“Republics exist only on tenure of being agitated.”

—Wendell Phillips

If anything might have transformed the presidential election of 2004 from a dull ritual of mass democracy into an interesting and perhaps even meaningful act of civic decision, it would have been the presence of Patrick J. Buchanan, whose wit and sharp conservative intelligence enlivened the elections of 1992, 1996, and 2000.  Despite his absence as a candidate this year, Mr. Buchanan rides again in his most recent book, Where the Right Went Wrong, a work obviously crafted for the current election and—supposedly—for future ones as well.

“Supposedly” is appropriate because the book’s real message is directed at the conservative base of the Republican Party and what it can and should do to recover the party and its cause after this election.  Toward the end of his book, Buchanan tells us, after recounting and analyzing what is wrong with the Bush administration,

A crunch is coming, and a civil war is going to break out inside the Republican Party along the old trench lines of the Goldwater-Rockefeller wars of the 1960s, a war for the heart and soul and future of the party for the new century.

There is no indication that Mr. Buchanan intends to be a contestant in that battle, but, if there is a flaw in his book, it is his belief that there will be such a battle at all.

What is wrong with the right is a question that he answers fairly simply—neoconservatism—and there is little reason to doubt that he is largely correct.  The Old Right, he tells us in the beginning of his book, is defunct.  “Conservatism, as taught by twentieth-century leaders like Robert Taft, Barry Goldwater, Ronald Reagan, and Jesse Helms[,] is dead,” and its death was not a natural one.  The neocons murdered it.

Buchanan’s documentation of this argument is ample.  He describes in some detail how what representative neoconservatives—Norman Podhoretz, Irving Kristol, Bill Kristol, Richard Perle—say and write blatantly contradicts Old Right conservatism, and why most of what they say is simply bunk.  Buchanan generally avoids the easier neoconservative targets such as David Frum and John Podhoretz (though he is probably the only writer anywhere who has ever quoted Tod Lindberg) and, instead, confronts what pass for neoconservatism’s heavy lifters.  Thus, the senior Kristol, who is as heavy a lifter as the neocons possess, wrote in 2003 that “the United States will always feel obliged to defend, if possible, a democratic nation under attack from nondemocratic forces, external or internal,” and that this is why “it was in our national interest to come to the defense of France and Britain in World War II” and why we should “defend Israel today.”  Buchanan’s deconstruction of this tissue of inanities is savage:

Not until eighteen months after the fall of France did we declare war on Hitler and not until after Hitler had declared war on us.  America did not go to war to defend democracy.  We went to war to exact retribution from a Japanese empire that had attacked us in our sleep at Pearl Harbor.  Kristol is parroting liberal myths.

▸ **Stored data**:
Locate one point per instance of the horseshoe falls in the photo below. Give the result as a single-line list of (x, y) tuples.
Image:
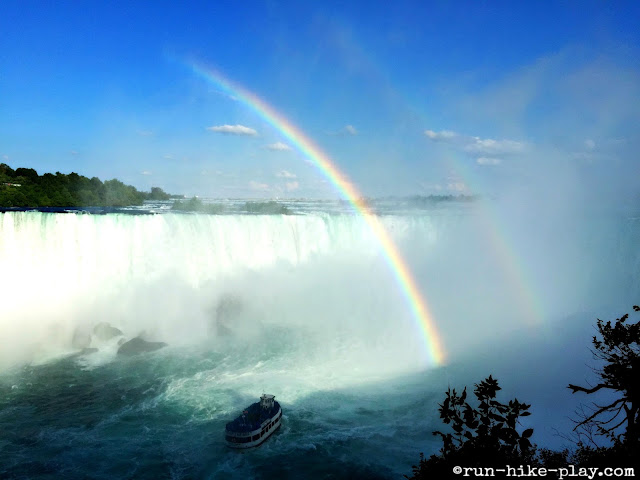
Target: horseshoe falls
[(301, 306)]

▸ **Short problem A**: What single answer does the review say Buchanan gives to the question of what is wrong with the right?
▸ **Short problem B**: Reproduce the part of the review between "A crunch is" and "battle at all.", inclusive.
▸ **Short problem C**: In the review, why does the writer say "supposedly" is the right word for the claim that Buchanan's book was also crafted for future elections?

▸ **Result A**: Neoconservatism.

▸ **Result B**:
A crunch is coming, and a civil war is going to break out inside the Republican Party along the old trench lines of the Goldwater-Rockefeller wars of the 1960s, a war for the heart and soul and future of the party for the new century.

There is no indication that Mr. Buchanan intends to be a contestant in that battle, but, if there is a flaw in his book, it is his belief that there will be such a battle at all.

▸ **Result C**: The word fits because the book's real message is aimed at the conservative base of the Republican Party. It concerns what that base can and should do to recover the party and its cause after this election.